What you are asked to do: In the listing below, take the lines from the one containing "forearm shown in this photo, matching this sample?" through the one containing "point(157, 145)", both included, and give them as a JSON list of strings with one string per line, leaving out any blank lines.

The input:
┌──

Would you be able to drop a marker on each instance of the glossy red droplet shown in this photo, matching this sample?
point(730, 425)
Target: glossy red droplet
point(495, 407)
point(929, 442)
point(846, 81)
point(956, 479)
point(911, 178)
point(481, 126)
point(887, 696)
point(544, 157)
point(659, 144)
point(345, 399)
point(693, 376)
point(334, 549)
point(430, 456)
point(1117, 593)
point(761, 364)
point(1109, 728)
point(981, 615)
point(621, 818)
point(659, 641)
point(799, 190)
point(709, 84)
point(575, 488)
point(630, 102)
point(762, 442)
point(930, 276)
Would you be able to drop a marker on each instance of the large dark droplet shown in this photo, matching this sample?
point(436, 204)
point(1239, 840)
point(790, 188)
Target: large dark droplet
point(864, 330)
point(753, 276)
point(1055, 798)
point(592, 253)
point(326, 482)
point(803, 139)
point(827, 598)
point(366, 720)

└──
┌──

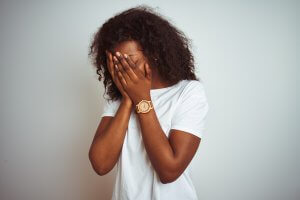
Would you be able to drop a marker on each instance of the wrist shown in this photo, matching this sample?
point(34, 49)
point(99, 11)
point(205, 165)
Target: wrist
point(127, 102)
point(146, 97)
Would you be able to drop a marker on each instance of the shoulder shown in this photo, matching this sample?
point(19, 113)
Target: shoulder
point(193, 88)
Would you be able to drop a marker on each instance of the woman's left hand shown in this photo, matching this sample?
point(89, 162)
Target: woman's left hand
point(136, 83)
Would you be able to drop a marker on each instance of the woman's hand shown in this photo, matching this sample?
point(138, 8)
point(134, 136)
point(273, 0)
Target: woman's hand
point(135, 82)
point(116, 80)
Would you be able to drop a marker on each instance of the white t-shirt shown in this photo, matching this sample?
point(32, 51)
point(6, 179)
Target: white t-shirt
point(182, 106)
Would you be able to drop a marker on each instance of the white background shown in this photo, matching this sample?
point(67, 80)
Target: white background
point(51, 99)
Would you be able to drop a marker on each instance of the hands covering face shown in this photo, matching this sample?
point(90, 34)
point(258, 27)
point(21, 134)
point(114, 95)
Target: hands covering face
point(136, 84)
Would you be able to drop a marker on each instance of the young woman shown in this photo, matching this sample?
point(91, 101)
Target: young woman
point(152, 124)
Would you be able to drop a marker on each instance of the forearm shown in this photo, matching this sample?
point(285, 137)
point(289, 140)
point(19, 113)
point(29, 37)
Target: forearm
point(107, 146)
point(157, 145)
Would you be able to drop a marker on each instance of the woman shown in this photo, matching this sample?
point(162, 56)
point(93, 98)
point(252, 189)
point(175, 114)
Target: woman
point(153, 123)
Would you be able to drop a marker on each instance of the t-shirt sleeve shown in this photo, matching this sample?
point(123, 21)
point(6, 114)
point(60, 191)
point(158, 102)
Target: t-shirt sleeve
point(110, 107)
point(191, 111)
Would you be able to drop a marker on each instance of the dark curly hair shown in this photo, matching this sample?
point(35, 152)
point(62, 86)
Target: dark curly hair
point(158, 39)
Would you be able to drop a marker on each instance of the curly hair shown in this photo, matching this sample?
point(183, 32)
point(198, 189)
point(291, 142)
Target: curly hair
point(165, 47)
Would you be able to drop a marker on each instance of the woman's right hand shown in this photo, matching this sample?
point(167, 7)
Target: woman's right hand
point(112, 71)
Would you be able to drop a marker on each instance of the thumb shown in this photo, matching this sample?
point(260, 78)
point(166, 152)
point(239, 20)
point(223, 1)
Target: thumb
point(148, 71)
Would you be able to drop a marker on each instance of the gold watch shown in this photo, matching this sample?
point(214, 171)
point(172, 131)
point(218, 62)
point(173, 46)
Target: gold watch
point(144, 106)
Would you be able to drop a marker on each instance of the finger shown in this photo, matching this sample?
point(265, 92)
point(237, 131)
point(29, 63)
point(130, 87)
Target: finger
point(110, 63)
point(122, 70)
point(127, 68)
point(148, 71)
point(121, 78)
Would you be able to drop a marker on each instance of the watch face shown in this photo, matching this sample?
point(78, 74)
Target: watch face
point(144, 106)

└──

Response for this exercise:
[
  "Would you be able to drop a marker on each instance of the forearm shown in this photo, matching this sample?",
  "point(285, 137)",
  "point(289, 140)",
  "point(19, 113)",
  "point(29, 37)",
  "Target: forearm",
  "point(107, 146)",
  "point(157, 145)"
]